───── Recorded data

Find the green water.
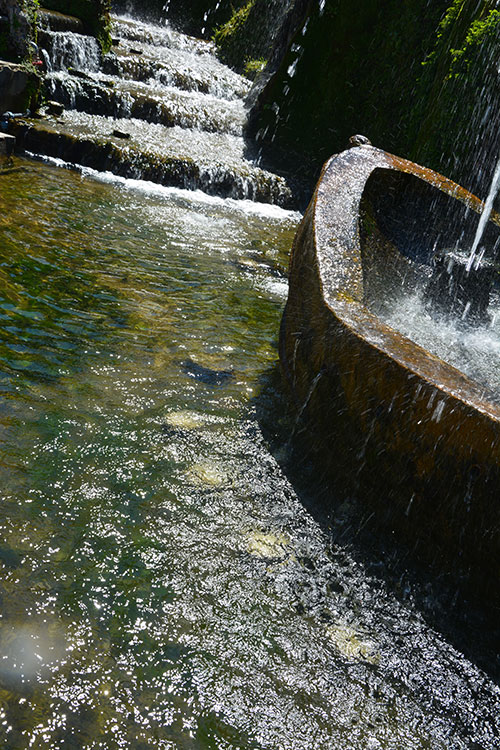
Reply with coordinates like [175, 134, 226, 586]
[0, 161, 500, 750]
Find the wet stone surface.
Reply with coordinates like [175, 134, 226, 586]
[0, 156, 500, 750]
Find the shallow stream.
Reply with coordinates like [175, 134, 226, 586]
[0, 10, 500, 750]
[0, 154, 500, 750]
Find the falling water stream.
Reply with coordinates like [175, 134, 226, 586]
[0, 7, 500, 750]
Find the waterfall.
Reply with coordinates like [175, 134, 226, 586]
[18, 11, 294, 208]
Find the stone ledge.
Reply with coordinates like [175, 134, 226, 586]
[0, 60, 37, 114]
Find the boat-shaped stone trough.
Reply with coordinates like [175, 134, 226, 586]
[280, 145, 500, 604]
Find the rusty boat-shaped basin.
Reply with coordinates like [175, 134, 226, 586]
[280, 145, 500, 605]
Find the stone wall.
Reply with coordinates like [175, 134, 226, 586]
[248, 0, 500, 203]
[214, 0, 295, 75]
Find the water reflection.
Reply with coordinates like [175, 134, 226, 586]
[0, 156, 500, 750]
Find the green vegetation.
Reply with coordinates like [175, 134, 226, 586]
[250, 0, 500, 197]
[214, 0, 291, 78]
[43, 0, 111, 52]
[243, 57, 267, 81]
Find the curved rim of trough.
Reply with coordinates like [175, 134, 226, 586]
[306, 145, 500, 423]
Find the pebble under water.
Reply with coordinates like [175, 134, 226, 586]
[0, 159, 500, 750]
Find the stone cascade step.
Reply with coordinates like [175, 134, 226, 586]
[47, 72, 245, 135]
[12, 111, 294, 208]
[11, 9, 294, 208]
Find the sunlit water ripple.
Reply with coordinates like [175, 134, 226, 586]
[0, 161, 500, 750]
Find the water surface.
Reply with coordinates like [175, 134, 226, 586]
[0, 160, 500, 750]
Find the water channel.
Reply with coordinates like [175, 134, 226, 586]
[0, 7, 500, 750]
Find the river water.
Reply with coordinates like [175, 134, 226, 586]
[0, 10, 500, 750]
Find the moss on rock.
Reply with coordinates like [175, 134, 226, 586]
[248, 0, 500, 201]
[214, 0, 293, 78]
[43, 0, 111, 52]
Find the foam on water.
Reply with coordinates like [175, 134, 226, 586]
[26, 151, 302, 225]
[376, 290, 500, 401]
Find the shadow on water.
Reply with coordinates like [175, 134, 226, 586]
[254, 365, 500, 684]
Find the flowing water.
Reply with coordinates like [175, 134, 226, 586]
[0, 10, 500, 750]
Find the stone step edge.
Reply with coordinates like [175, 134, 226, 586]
[9, 120, 296, 209]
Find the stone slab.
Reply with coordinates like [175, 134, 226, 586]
[0, 60, 32, 114]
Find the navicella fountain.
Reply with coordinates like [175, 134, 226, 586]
[424, 159, 500, 326]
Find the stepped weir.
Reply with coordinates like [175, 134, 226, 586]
[0, 3, 500, 750]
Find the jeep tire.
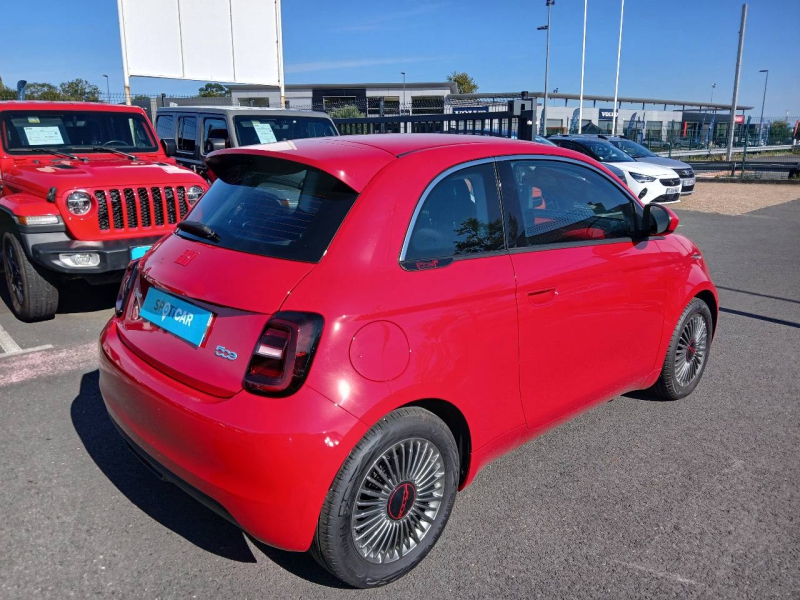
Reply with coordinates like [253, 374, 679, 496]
[2, 231, 58, 322]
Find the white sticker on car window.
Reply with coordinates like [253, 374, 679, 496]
[23, 125, 64, 146]
[253, 121, 278, 144]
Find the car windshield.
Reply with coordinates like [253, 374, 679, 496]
[580, 140, 634, 162]
[611, 140, 656, 158]
[233, 115, 338, 146]
[0, 110, 158, 154]
[186, 154, 358, 262]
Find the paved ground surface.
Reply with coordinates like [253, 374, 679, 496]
[0, 190, 800, 600]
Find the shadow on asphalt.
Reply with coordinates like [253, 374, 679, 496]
[70, 371, 343, 587]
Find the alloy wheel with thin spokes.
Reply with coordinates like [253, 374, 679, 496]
[653, 298, 714, 400]
[352, 438, 445, 564]
[675, 314, 708, 386]
[311, 406, 463, 588]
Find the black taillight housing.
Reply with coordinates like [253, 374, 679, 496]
[244, 311, 325, 398]
[114, 258, 139, 317]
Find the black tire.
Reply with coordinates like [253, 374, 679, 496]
[3, 231, 58, 322]
[311, 407, 459, 588]
[653, 298, 713, 400]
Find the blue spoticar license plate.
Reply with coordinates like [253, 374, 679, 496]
[131, 246, 150, 260]
[140, 288, 214, 346]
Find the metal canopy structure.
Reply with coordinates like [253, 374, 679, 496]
[448, 92, 753, 110]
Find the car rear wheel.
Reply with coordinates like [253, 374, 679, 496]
[3, 231, 58, 322]
[311, 407, 459, 588]
[654, 298, 712, 400]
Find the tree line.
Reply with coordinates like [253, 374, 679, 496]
[0, 79, 103, 102]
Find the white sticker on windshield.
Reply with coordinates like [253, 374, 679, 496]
[23, 125, 64, 146]
[253, 121, 278, 144]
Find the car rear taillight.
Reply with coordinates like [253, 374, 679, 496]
[244, 311, 324, 397]
[114, 258, 139, 317]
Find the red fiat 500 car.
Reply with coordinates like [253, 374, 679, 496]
[100, 134, 717, 587]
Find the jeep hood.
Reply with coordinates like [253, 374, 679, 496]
[3, 156, 200, 195]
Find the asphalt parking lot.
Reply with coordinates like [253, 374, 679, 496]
[0, 189, 800, 599]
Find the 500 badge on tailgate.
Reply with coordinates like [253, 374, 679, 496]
[141, 288, 214, 346]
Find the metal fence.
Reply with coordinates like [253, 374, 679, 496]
[0, 89, 800, 179]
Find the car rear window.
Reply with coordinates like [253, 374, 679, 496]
[184, 154, 358, 262]
[233, 115, 338, 146]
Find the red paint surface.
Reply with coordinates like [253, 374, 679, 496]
[100, 135, 716, 550]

──────────

### [Instruction]
Write out the lines of the data above exactly, starting at the line containing "Find the shadow on asphalt." and ending at the line containing "[653, 298, 713, 400]".

### [Response to the exercise]
Find the shadow on asphalt.
Reply with coordinates like [253, 374, 679, 496]
[70, 371, 343, 587]
Find the alloy wheel with thin spokes.
Reply with coordinates like [253, 374, 679, 496]
[653, 298, 714, 400]
[352, 438, 445, 564]
[675, 314, 708, 386]
[311, 406, 463, 588]
Find the black taillight housing.
Reply with coordinates like [253, 374, 679, 496]
[244, 311, 325, 398]
[114, 258, 139, 317]
Find the black tire.
Reply with coordinates like [253, 374, 679, 496]
[3, 231, 58, 322]
[311, 407, 459, 588]
[653, 298, 713, 400]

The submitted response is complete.